→ Dataset entries:
○ ○ ○ ○ ○ ○ ○

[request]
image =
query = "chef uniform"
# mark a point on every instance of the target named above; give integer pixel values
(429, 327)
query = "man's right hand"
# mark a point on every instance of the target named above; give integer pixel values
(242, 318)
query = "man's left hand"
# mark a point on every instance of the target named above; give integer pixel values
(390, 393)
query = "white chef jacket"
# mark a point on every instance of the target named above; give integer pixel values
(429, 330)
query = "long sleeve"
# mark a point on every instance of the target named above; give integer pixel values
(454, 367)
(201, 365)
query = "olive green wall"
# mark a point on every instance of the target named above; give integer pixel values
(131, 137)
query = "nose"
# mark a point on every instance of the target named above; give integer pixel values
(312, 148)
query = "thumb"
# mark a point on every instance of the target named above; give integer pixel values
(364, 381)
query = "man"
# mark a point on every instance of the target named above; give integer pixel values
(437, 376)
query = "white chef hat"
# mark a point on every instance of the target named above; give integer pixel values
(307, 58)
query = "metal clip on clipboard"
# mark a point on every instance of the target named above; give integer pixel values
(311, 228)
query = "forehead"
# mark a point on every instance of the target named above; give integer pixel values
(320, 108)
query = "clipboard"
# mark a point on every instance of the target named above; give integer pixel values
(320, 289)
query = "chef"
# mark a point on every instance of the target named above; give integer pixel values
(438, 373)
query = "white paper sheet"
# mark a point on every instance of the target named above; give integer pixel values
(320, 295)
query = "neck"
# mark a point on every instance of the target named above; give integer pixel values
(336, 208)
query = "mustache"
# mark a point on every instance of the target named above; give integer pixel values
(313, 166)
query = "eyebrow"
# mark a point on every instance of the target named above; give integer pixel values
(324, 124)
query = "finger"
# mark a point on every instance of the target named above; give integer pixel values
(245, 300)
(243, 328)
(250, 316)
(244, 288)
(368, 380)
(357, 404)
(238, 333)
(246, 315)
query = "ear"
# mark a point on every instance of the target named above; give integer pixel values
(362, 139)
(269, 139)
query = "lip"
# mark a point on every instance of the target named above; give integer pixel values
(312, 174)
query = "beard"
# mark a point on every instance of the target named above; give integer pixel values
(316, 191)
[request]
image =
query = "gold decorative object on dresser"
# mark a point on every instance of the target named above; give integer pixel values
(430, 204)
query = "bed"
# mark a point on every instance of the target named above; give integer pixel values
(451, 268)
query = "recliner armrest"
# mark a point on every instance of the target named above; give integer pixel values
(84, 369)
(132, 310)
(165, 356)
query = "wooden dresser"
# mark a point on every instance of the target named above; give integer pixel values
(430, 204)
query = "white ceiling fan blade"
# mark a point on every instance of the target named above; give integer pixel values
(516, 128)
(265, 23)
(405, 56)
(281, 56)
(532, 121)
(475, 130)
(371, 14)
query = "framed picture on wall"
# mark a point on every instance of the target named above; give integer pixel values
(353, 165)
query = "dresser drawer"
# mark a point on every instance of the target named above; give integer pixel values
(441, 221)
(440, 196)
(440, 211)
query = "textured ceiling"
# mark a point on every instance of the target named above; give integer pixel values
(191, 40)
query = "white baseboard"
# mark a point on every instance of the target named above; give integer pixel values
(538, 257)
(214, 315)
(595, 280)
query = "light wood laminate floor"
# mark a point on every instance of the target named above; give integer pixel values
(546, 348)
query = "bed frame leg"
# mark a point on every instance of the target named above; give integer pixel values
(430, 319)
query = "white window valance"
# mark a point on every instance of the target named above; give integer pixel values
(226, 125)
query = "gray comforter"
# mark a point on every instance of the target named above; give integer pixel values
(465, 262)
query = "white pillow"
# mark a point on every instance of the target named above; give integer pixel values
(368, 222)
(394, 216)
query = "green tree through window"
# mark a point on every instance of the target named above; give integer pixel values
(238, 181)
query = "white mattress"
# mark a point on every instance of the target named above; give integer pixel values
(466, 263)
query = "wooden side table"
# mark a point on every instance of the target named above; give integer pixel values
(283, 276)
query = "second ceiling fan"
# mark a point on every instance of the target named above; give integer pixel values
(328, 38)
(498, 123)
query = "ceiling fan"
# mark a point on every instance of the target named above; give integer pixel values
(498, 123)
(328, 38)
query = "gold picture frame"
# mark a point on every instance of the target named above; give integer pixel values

○ ○ ○ ○ ○ ○ ○

→ Instruction: Print all of the entries exactly as they are written.

→ Answer for the task:
[request]
image =
query = "chef uniform"
# mark a point on every instance of the target named above; give integer pixel values
(429, 327)
query = "man's right hand"
# mark a point on every instance of the target named above; give integer pixel values
(242, 318)
query = "man's left hand"
# mark a point on every instance of the target named above; give integer pixel values
(390, 393)
query = "white chef jacket"
# mark a point on every instance of the target named above; give integer pixel values
(429, 330)
query = "long sleeve"
# mark a point on every instance of the target named above; give integer pixel values
(454, 367)
(201, 365)
query = "olive green wall"
# mark a point on every instance of the target named above; give integer pixel values
(131, 137)
query = "nose"
# mark a point on every instance of the target named above; give integer pixel values
(312, 148)
query = "thumb"
# mark a point on every instance of the target named above; give integer pixel values
(364, 381)
query = "man"
# mark a point on every instance of the target named above; give integer pixel values
(437, 376)
query = "white chef hat"
# mark a point on every instance of the target named above; give integer pixel values
(307, 58)
query = "metal clip on clipboard"
# mark a point on every instance of the target named above; give integer pixel values
(311, 228)
query = "forehead"
# mark a point on every instance of the target named above; give integer pixel values
(320, 108)
query = "clipboard"
# mark a point on every instance of the target named above; give integer pixel values
(320, 289)
query = "chef"
# mark a point on every instance of the target named above; give integer pixel values
(438, 373)
query = "white paper sheet"
# mark a point on every instance of the target named above; give integer pixel values
(320, 295)
query = "neck"
# mark a point on every instance of the target named above; give integer pixel values
(336, 208)
query = "mustache"
# mark a point on every instance of the target named above; give integer pixel values
(313, 166)
query = "eyebrow"
# mark a point on every instance of the target named above; give integer pixel values
(324, 124)
query = "finger"
# mark a point on every instance of the target named above; give integer pixel values
(245, 300)
(243, 328)
(250, 316)
(244, 288)
(368, 380)
(357, 404)
(238, 333)
(246, 315)
query = "ear"
# mark a point on every instance of the target named above; give integer pixel values
(362, 139)
(269, 139)
query = "lip"
# mark a point on every instance of the target named above; give integer pixel values
(312, 174)
query = "beard"
# mark a point on every instance of the target named above; give integer pixel values
(316, 191)
[request]
image =
query = "gold decorative object on dresser"
# mark a point on every instance of the target named above; give integer pixel values
(430, 204)
query = "bed"
# mark a point on every instance of the target named above; give integer pixel values
(451, 268)
query = "recliner armrest"
# mark a point on every instance of the target named above; give integer pixel values
(84, 369)
(132, 310)
(165, 356)
query = "wooden dresser"
# mark a point on every instance of the target named above; give integer pixel values
(430, 204)
query = "white ceiling fan blade"
# mark a point on every instance of the target named above; give integer pixel values
(516, 128)
(265, 23)
(405, 56)
(281, 56)
(532, 121)
(475, 130)
(371, 14)
query = "framed picture on wall"
# mark a point on every instance of the target named above; give integer pixel values
(353, 165)
query = "dresser drawer"
# mark a point on every instance of the target named above; give integer pixel values
(441, 221)
(440, 196)
(440, 211)
query = "textured ceiling"
# mark a point on every instance of the target named above; give integer pixel values
(191, 40)
query = "white baseboard"
# mark a point on every instance of the target named above; give integer pixel values
(538, 257)
(214, 315)
(595, 280)
query = "light wood laminate floor"
# mark a point on every instance of the target named above; give integer pixel values
(546, 348)
query = "bed frame leg"
# mark a point on every instance of the target named above; give integer pixel values
(430, 319)
query = "white window valance"
# mark a point on every instance of the target named above; give integer pixel values
(226, 125)
query = "gray comforter"
# mark a point on every instance of the target named above; give integer pixel values
(465, 262)
query = "white pillow"
# mark a point on every instance of the target named above; give integer pixel values
(368, 222)
(394, 216)
query = "green tree through window"
# mark a point on every instance of the target named above; give integer pixel values
(238, 181)
query = "white mattress"
# mark a point on every instance of the target named above; give integer pixel values
(466, 263)
query = "wooden side table"
# mark a point on every instance of the target named above; give integer pixel values
(283, 276)
query = "second ceiling fan"
# mark a point on every instance of the target named above; give integer pixel values
(328, 38)
(498, 123)
query = "ceiling fan"
# mark a point on every instance of the target named above; give integer pixel values
(498, 123)
(328, 38)
query = "gold picture frame"
# mark a point on every instance of the target named above; give integer pixel values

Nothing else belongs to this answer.